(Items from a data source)
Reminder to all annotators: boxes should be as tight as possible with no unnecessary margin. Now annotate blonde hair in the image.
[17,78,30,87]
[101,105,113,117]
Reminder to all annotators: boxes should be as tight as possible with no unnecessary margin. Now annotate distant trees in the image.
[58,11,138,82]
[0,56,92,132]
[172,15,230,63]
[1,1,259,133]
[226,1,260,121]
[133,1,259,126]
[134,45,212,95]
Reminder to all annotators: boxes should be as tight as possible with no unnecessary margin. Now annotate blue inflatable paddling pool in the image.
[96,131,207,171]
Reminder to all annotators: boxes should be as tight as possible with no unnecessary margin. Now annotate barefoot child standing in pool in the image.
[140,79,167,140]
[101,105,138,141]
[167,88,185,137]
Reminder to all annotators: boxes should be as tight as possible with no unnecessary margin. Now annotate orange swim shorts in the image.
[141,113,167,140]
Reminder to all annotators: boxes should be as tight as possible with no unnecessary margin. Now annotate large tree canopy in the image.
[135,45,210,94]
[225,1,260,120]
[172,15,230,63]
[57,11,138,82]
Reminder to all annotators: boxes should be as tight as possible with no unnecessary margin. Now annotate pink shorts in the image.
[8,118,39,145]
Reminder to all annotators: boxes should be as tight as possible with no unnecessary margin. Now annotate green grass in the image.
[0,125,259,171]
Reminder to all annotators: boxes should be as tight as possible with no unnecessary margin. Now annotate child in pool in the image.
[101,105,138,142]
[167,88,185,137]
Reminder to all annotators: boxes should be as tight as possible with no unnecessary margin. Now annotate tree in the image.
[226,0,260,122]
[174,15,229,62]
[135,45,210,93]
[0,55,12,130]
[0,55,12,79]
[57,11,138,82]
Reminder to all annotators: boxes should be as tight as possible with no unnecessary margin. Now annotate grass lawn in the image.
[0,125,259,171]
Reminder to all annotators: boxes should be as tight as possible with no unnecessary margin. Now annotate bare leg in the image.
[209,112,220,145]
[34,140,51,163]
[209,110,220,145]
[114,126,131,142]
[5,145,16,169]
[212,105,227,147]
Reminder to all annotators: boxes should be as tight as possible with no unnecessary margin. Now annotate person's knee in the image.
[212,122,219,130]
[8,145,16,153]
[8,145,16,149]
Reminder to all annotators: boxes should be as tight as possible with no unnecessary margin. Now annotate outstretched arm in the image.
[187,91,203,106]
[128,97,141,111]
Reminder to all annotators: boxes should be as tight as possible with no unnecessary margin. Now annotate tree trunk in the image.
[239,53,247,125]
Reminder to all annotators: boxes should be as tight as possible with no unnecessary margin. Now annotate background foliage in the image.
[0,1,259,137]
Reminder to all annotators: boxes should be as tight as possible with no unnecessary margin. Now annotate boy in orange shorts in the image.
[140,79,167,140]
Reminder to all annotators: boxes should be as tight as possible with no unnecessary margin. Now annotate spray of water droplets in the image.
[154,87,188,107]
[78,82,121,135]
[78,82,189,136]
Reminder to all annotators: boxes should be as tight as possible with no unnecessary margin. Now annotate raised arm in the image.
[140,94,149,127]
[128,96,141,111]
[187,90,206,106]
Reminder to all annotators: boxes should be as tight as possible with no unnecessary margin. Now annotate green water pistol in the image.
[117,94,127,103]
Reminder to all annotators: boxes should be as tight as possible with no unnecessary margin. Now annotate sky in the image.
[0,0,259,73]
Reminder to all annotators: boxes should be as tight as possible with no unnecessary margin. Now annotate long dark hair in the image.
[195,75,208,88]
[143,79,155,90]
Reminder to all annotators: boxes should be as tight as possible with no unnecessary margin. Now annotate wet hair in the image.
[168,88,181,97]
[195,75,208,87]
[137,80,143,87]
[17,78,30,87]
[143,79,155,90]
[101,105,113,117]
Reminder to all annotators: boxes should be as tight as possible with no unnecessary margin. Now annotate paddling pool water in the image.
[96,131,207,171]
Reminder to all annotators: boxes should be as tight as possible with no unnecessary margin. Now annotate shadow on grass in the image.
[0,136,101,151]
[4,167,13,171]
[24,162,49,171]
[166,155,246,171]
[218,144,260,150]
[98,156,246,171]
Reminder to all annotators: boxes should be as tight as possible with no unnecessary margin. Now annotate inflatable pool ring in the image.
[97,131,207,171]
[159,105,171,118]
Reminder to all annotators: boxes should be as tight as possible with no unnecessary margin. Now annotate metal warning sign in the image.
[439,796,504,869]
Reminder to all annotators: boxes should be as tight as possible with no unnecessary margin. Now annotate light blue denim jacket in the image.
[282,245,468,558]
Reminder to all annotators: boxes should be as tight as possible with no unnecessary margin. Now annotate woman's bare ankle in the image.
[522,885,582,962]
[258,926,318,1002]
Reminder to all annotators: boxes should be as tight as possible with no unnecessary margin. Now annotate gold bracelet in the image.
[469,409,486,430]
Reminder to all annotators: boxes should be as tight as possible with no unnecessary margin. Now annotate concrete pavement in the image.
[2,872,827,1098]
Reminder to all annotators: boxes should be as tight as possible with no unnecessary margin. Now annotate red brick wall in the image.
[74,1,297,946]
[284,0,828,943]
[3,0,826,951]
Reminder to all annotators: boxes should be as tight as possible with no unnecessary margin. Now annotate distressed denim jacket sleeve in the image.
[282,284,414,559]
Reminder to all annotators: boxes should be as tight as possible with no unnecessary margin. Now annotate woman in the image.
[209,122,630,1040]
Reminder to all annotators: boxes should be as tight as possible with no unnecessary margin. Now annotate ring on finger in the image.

_WORK INSTRUCTION_
Once more, give all the records exactly as they were written.

_PROBLEM SOLUTION_
Reminder to all annotators: boxes should be as tight as possible with no unnecessary margin. Now annotate blonde hair in the image.
[17,78,30,87]
[101,105,113,117]
Reminder to all annotators: boxes should be as tight as possible with no unnecessary margin. Now annotate distant trees in the image.
[58,11,138,82]
[0,56,92,132]
[172,15,230,63]
[1,1,259,133]
[226,1,260,121]
[133,1,259,126]
[134,45,212,95]
Reminder to all annotators: boxes should be as tight as possible with no unnecessary margin. Now annotate blue inflatable paddling pool in the image.
[96,131,207,171]
Reminder to all annotators: boxes should be as tight as possible with no unnecessary margin. Now annotate barefoot child standing in pool in the image.
[140,79,167,140]
[101,105,138,141]
[167,88,185,137]
Reminder to all annotators: boxes should be as tight as possible with no unnecessary margin. Now annotate orange swim shorts in the image.
[141,113,167,140]
Reminder to all annotators: boxes should be as tight as possible with no unnecessary margin. Now annotate large tree canopy in the image.
[135,45,210,94]
[225,1,260,120]
[172,15,230,63]
[57,11,138,82]
Reminder to all annotators: boxes should be as tight as possible with no unnecessary margin. Now annotate pink shorts in the image.
[8,118,39,145]
Reminder to all annotators: boxes should be as tight as possible with no unnecessary margin. Now annotate green grass in the image.
[0,125,259,171]
Reminder to all annotators: boxes should be as tight as possible with no unnecessary margin. Now annotate child in pool in the image.
[101,105,138,142]
[167,88,185,137]
Reminder to all annotators: boxes should be as tight as possible with no unnecessary margin. Now annotate tree in the image.
[226,0,260,122]
[174,15,229,62]
[135,45,210,93]
[0,55,12,130]
[0,55,12,79]
[57,11,138,82]
Reminder to all annotators: boxes should be as tight as possible with no unnecessary margin. Now annotate grass lawn in the image.
[0,125,259,171]
Reminder to all annotators: boxes should be as tight as possible with no unnecessary margin. Now annotate bare leg in the image.
[209,112,220,145]
[34,140,51,163]
[209,110,220,145]
[114,126,131,142]
[5,145,16,169]
[212,105,227,147]
Reminder to all annotators: boxes should be as tight as possible with no unnecessary margin. Now annotate person's knee in the image.
[212,122,219,130]
[8,145,16,153]
[8,145,16,149]
Reminder to all annotators: boxes should be as tight as possible with no unnecessary margin. Now annotate outstretched arm in the image.
[187,91,203,106]
[128,97,141,111]
Reminder to all annotators: boxes should be as tight as possible with no unnecessary margin. Now annotate tree trunk in the image.
[239,53,247,125]
Reminder to all annotators: boxes should be as tight as possible with no unnecessary margin. Now annotate background foliage in the image.
[0,1,259,137]
Reminder to all annotators: boxes should be as tight as possible with no unnecessary margin. Now annotate boy in orange shorts in the image.
[140,79,167,140]
Reminder to all annotators: boxes should be as tight as possible with no unnecessary margin. Now annotate spray of water droplets in the image.
[154,87,188,107]
[78,82,121,135]
[78,82,189,136]
Reminder to all annotators: boxes should be as tight as possible with no unnecessary margin. Now annotate raised arm in the image.
[140,94,149,127]
[128,96,141,111]
[187,90,206,106]
Reminder to all annotators: boxes should be as tight as possible with no unnecessary margin. Now annotate green water pistol in the image.
[117,94,127,103]
Reminder to all annotators: boxes should be as tight as possible with no unnecessary margin. Now annotate sky in the image.
[0,0,259,73]
Reminder to all annotators: boxes should be as tight as possible with no unnecessary margin. Now annotate long dark hair in the image.
[195,75,208,88]
[143,79,155,90]
Reminder to all annotators: boxes should be as tight as possible with no unnecessary margin. Now annotate wet hair in the image.
[168,88,181,97]
[195,75,208,87]
[137,80,143,87]
[17,78,30,87]
[143,79,155,90]
[101,105,113,117]
Reminder to all annotators: boxes should be as tight as possible with no unnecessary margin. Now annotate paddling pool water in the image.
[96,131,207,171]
Reminder to all annotators: boxes should be as tight as possible with no unnecessary margin. Now annotate shadow on grass in the image.
[0,136,101,151]
[4,167,13,171]
[24,162,49,171]
[166,155,246,171]
[218,144,260,150]
[98,156,246,171]
Reminder to all annotators: boxes should be as tight as possible with no unnecessary margin. Now annotate inflatable pool ring in the image.
[97,131,207,171]
[159,105,171,118]
Reminder to all annotators: boxes should be as tight as possible with no unnecessary margin. Now annotate metal warning sign in the image.
[439,796,504,869]
Reminder to all annotators: boxes should be as tight as possible with no unnecessary margin. Now annotate light blue denim jacket in the image.
[282,245,468,558]
Reminder to all annotators: boxes should be as tight as possible with no unnecessary margin. Now annotate woman's bare ankle in the image.
[522,885,582,962]
[258,926,318,1002]
Reminder to all annotators: boxes should be as tight as possible with no unnecessary margin. Now annotate gold bracelet in the image.
[469,409,486,430]
Reminder to all annotators: boxes should be as tight as possible with no unnecessary margin. Now annotate concrete pavement in the image.
[2,872,827,1098]
Reminder to all annotators: boxes should be as tight as possible with no unnecessary margin. Now annotate red brick wall in the image.
[74,1,297,946]
[284,0,828,943]
[3,0,826,951]
Reminder to all annotators: boxes should be as tight as possible with no unnecessary margin. Now annotate distressed denim jacket sleeve in the image.
[282,284,414,559]
Reminder to all annotators: boxes should be as tight as possible with no unnecessary margin. Now annotate woman in the image.
[209,122,630,1040]
Reminder to all annotators: boxes should be as tight as possible with no unnecessary margin. Now annotate ring on finger in the image.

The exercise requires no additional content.